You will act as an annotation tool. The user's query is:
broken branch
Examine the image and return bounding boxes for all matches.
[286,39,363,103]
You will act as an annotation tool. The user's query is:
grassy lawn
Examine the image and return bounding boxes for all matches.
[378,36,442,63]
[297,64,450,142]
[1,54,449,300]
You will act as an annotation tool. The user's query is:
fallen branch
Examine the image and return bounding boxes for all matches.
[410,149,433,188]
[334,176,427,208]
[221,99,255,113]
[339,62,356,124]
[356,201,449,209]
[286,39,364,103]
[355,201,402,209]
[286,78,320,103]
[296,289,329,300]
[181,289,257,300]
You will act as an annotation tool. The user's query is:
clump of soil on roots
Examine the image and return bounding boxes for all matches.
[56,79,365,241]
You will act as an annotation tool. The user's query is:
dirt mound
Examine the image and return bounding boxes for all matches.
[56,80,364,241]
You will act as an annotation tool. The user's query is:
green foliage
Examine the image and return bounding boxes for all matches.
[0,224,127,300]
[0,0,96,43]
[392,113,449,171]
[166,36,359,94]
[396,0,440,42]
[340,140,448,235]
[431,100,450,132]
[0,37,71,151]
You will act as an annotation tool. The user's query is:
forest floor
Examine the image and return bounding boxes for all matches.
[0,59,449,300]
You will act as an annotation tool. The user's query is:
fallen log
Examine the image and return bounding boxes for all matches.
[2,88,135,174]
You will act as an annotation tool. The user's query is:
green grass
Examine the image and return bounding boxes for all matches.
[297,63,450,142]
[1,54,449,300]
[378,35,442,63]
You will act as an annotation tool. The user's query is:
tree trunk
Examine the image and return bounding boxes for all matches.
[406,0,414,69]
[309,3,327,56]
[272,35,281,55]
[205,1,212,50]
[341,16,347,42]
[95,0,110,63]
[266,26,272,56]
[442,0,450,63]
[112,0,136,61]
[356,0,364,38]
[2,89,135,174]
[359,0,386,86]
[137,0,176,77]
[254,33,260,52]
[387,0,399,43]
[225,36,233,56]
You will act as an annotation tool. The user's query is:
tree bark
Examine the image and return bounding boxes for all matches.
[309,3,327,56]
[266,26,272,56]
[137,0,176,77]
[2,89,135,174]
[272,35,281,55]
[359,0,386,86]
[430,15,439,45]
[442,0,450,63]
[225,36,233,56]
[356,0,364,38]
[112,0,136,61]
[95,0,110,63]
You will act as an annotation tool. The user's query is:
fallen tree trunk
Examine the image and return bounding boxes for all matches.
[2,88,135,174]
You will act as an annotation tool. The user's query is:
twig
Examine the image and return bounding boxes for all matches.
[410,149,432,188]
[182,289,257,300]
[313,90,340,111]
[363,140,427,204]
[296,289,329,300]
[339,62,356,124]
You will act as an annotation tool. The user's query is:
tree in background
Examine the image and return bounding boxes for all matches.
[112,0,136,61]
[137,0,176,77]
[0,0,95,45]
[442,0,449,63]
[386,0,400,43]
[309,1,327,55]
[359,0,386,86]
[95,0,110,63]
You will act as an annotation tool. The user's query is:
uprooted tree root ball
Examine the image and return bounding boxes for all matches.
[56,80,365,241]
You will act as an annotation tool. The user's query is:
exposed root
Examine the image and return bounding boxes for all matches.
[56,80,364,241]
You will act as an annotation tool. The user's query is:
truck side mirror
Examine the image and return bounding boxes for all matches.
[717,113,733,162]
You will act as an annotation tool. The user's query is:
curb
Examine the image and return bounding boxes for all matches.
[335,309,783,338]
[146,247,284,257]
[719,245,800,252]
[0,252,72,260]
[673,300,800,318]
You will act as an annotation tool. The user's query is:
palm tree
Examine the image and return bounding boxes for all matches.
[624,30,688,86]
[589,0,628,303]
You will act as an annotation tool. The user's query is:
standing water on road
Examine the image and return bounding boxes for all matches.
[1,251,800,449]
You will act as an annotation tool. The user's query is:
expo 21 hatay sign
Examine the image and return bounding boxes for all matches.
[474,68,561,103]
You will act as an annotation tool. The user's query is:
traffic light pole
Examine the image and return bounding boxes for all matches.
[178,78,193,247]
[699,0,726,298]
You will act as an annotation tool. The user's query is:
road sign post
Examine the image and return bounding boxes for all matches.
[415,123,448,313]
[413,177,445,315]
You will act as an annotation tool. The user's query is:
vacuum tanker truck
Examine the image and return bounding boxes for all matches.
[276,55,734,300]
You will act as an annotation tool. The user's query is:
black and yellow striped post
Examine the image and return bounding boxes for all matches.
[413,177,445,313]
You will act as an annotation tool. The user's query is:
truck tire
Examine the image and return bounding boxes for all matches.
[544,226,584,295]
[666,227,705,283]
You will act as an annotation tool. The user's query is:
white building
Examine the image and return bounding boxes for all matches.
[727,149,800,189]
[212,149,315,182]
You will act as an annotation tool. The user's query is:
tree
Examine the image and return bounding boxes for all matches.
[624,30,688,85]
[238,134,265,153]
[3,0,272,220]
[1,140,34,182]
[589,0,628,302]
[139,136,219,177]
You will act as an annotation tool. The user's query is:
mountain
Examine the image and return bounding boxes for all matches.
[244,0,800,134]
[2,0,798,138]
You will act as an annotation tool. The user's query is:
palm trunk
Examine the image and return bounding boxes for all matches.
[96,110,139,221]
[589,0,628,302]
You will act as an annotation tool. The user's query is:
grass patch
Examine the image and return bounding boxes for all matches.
########################################
◆ What needs to be done ◆
What is needed is a verbatim copy of the data, complete from first line to last.

◆ Response to this exercise ◆
You will act as an annotation tool. The user's query is:
broken branch
Examine the image and return bounding boxes for all matches.
[286,39,363,103]
You will act as an annotation tool. The user's query is:
grassy lawn
Examine the image and return bounding boxes for all matches.
[378,36,442,63]
[297,64,450,142]
[1,54,449,300]
You will act as an annotation tool. The user's query is:
fallen branch
Examine the image and return bounding boxes for all matches.
[410,149,433,188]
[334,176,427,208]
[221,99,255,113]
[339,62,356,124]
[356,201,449,209]
[286,39,364,103]
[355,201,402,209]
[286,78,320,103]
[296,289,329,300]
[181,289,257,300]
You will act as an annotation tool. The user's query is:
clump of soil on roots
Examine the image and return bounding boxes for all matches.
[56,79,365,241]
You will act as an annotation tool. The user's query is:
dirt mound
Examine the image and return bounding boxes for all matches.
[56,80,364,241]
You will act as an annotation tool. The user's query is:
green foliage
Examine the image and return bounding boxes for all matches.
[0,224,127,300]
[0,0,96,43]
[392,113,449,171]
[166,36,359,94]
[396,0,440,42]
[340,140,448,235]
[431,100,450,132]
[0,37,71,151]
You will act as an annotation tool. The user's query is:
forest floor
Examine the image and return bounding boxes for all matches.
[0,59,449,300]
You will act as an annotation tool. The user's query is:
fallen log
Examine the image and return bounding boxes for all matches.
[2,88,135,174]
You will act as an annotation tool. The user's query is:
green grass
Examine the image and return bounding boxes for all matches.
[297,63,450,142]
[1,54,449,300]
[378,35,442,63]
You will act as an annotation tool. The user's query is:
tree trunk
Examine the image and return bounding boxes for all matches.
[406,0,414,69]
[309,3,327,56]
[272,35,281,55]
[205,1,212,50]
[341,16,347,42]
[95,0,110,63]
[266,26,272,56]
[442,0,450,63]
[112,0,136,61]
[356,0,364,38]
[2,89,135,174]
[359,0,386,86]
[137,0,176,77]
[254,33,260,52]
[387,0,399,43]
[225,36,233,56]
You will act as an annotation tool. The user's query is:
tree bark
Examine the image and return bounding boxes for all matches.
[309,3,327,56]
[266,26,272,56]
[137,0,176,77]
[2,89,135,174]
[272,35,281,55]
[359,0,386,86]
[430,15,439,45]
[442,0,450,63]
[225,36,233,56]
[356,0,364,38]
[112,0,136,61]
[95,0,110,63]
You will act as an annotation tool. The user's query is:
fallen tree trunk
Examine the image and return bounding boxes for all matches.
[2,88,135,174]
You will act as an annotation tool. The user's query is:
twig
Examine the image and return bounding boxes for all matches.
[410,149,432,188]
[182,289,257,300]
[313,90,340,111]
[363,140,427,204]
[296,289,329,300]
[339,62,356,124]
You will act as an annotation tool. The user's query is:
tree in background
Examine the image and return bounding boxes for all matches.
[112,0,136,61]
[137,0,176,77]
[0,0,95,45]
[442,0,449,63]
[386,0,400,43]
[309,1,327,55]
[359,0,386,86]
[95,0,110,63]
You will act as an annotation tool. The user's query is:
uprooted tree root ball
Examine the image and return bounding boxes for all matches.
[56,80,365,241]
You will act as an annotation tool. The user's query is:
exposed root
Examine the image and return bounding boxes for all matches.
[56,80,364,241]
You will act as an annotation tool. The user's query is:
truck side mirror
Examine the image and return bounding boxes for all matches.
[717,113,733,162]
You will act as an annotation tool. The user's query is:
curb
Examine the image and return bounding boxes for all matches.
[335,309,783,338]
[146,247,284,257]
[719,245,800,252]
[0,252,72,260]
[673,300,800,318]
You will act as an annotation tool. The user's query is:
palm tree
Examine the image and return bounding boxes for all matches.
[624,30,688,86]
[589,0,628,303]
You will act as an annotation tool. The user's query is:
standing water on road
Examine the image and return bounding boxes for all matches.
[1,251,800,449]
You will act as an annotation tool. The user's query is:
expo 21 hatay sign
Examine the image and return bounding boxes for all matches.
[474,68,561,103]
You will act as an annotation tool. The user's query is:
traffic light pole
Examine the image and return bounding boxes for all matches.
[178,78,193,247]
[699,0,726,298]
You will act as an annotation tool. The user's query is:
road sign post
Examine the image and return bounding boxes for all matches.
[415,123,448,313]
[413,177,445,315]
You will act as an annotation tool. The user's query is:
vacuum tanker truck
Examine the image and return bounding boxes for all matches.
[276,55,734,300]
You will act as an annotation tool. The user's query is:
black and yellow striped post
Examine the image and return bounding boxes for all matches.
[413,177,445,313]
You will act as an annotation tool. The user's query is:
truck tire
Examine the image and return bounding boxes for all matches.
[544,226,584,295]
[666,227,705,283]
You will act as an annotation tool. The user's query is:
white building
Examine the image and return bounding boxes for all matches.
[727,149,800,189]
[212,149,315,182]
You will act as an annotation tool. The user's query is:
tree
Examine the image and return bounding boxes for all matches.
[624,30,688,85]
[238,134,265,153]
[3,0,272,220]
[1,140,34,182]
[589,0,628,302]
[139,136,219,177]
You will act as an annotation tool. The user's query is:
mountain
Examine the image and return bounding boxes for all matches.
[244,0,800,134]
[2,0,798,138]
You will act as an annotation tool. The user's query is:
palm trunk
Examine the image and return bounding boxes for all matches.
[96,110,139,221]
[589,0,628,302]
You will act as an annotation tool. The user's query is:
grass patch
Examine the image and return bounding boxes for all matches.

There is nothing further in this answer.